Aufgabendetails ->
Beantworte anhand des Textes zur Schuldenumfrage die folgenden Fragen:
(a) Wie viel Prozent der Befragten haben laut der Umfrage offene Verbindlichkeiten?
(b) Welche Position hat Johan Agerman inne?
(c) Wie viel Prozent der Befragten mit aktuellen Schulden verschulden sich für Urlaub?

Quelldokument ->
•••
Diese und weitere Einsichten dazu, wie die Deutschen mit Schulden umgehen, liefert eine neue repräsentative Umfrage der Lowell Gruppe, ein führendes Unternehmen im Forderungsmanagement in Europa.*
Der Umfrage zufolge haben 52 Prozent der Befragten offene Verbindlichkeiten. Besonders unter den 35- bis 44-Jährigen ist die Verschuldung verbreitet: Hier geben rund drei Viertel der Befragten an, Schulden zu haben – und zwar unabhängig von einem Immobilienkredit. Dies muss nicht überraschen, da die Familien- und Nestbauphase meist mit hohen finanziellen Anforderungen verbunden ist. Dementsprechend ist sowohl bei den jüngeren als auch bei den älteren Befragten die Verschuldung geringer: Von den Jüngeren sind nur rund zwei Drittel verschuldet, bei Älteren ab 55 Jahren sind es sogar nur 39 Prozent.
Johan Agerman, CEO bei Lowell DACH und Lowell NORDICS:
Ergebnisse unserer Studie verdeutlichen, wie tief Schulden im Leben vieler Menschen in Deutschland verwurzelt sind. Umso wichtiger ist es, das Bewusstsein für verantwortungsvolles Finanzverhalten zu schärfen und entsprechende Hilfsangebote zu machen, wie zum Beispiel mit einer App für die Haushaltsplanung.
Ein Blick auf die Geschlechter offenbart, dass bei den Männern das nicht vorhandene Geld besonders für motorisierte Mobilität locker sitzt: 47 Prozent der befragten Männer mit aktuellen Schulden gaben an, für PKW, Motorrad und Co. Schulden gemacht zu haben; bei den Frauen waren es mit 40 Prozent etwas weniger. Genau andersherum stellt sich das Verhältnis der Geschlechter bei Möbeln und Einrichtung dar. 33 Prozent der Frauen und nur 28 Prozent der Männer mit aktuellen Schulden gingen dafür Verbindlichkeiten ein. In anderen Bereichen sind die Deutschen deutlich zurückhaltender: Von den Befragten mit aktuellen Schulden gehen 29 Prozent für Konsumgüter wie Kleidung oder Unterhaltungselektronik weitere Verbindlichkeiten ein, für Urlaub verschulden sich sogar nur elf Prozent.
•••
Gezeigtes Material ->
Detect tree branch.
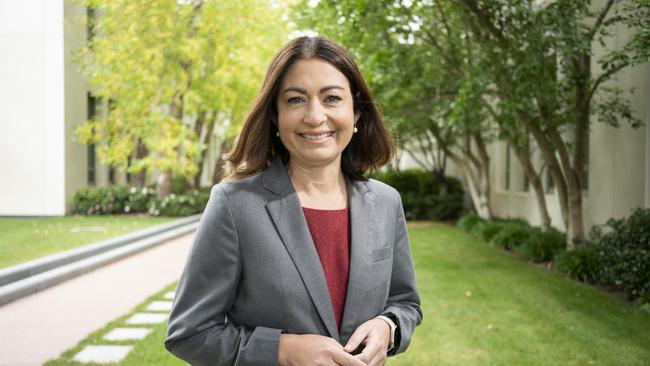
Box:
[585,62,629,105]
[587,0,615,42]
•••
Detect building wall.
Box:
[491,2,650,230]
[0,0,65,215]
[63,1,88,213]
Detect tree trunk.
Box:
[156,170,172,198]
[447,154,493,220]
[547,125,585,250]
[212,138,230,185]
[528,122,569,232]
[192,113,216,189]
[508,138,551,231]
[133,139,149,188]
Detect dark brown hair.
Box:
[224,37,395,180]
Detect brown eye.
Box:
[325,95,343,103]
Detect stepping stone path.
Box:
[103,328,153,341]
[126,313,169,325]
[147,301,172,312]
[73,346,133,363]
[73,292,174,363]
•••
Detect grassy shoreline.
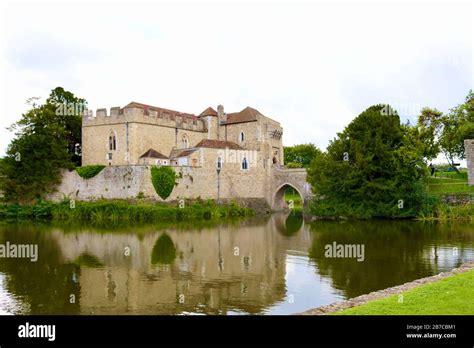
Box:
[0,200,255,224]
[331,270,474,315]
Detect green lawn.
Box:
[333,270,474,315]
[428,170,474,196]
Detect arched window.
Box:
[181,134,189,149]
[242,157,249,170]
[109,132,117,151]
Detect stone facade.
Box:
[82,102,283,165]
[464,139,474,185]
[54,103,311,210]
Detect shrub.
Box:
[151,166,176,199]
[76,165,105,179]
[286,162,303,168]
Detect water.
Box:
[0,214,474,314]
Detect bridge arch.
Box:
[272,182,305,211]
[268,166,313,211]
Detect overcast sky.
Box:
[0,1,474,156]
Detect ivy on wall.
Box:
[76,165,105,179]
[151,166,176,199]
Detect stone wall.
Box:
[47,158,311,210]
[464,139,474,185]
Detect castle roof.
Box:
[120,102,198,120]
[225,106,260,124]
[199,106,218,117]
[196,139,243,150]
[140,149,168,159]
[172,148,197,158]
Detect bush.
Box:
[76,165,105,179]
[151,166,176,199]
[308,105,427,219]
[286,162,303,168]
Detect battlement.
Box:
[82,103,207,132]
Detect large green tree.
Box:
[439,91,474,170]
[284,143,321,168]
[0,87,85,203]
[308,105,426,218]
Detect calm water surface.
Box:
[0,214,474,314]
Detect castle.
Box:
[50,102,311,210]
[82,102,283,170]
•••
Antwort zur Aufgabe ->
(a) 52 Prozent der Befragten haben offene Verbindlichkeiten.
(b) Johan Agerman ist CEO bei Lowell DACH und Lowell NORDICS.
(c) Für Urlaub verschulden sich nur elf Prozent der Befragten mit aktuellen Schulden.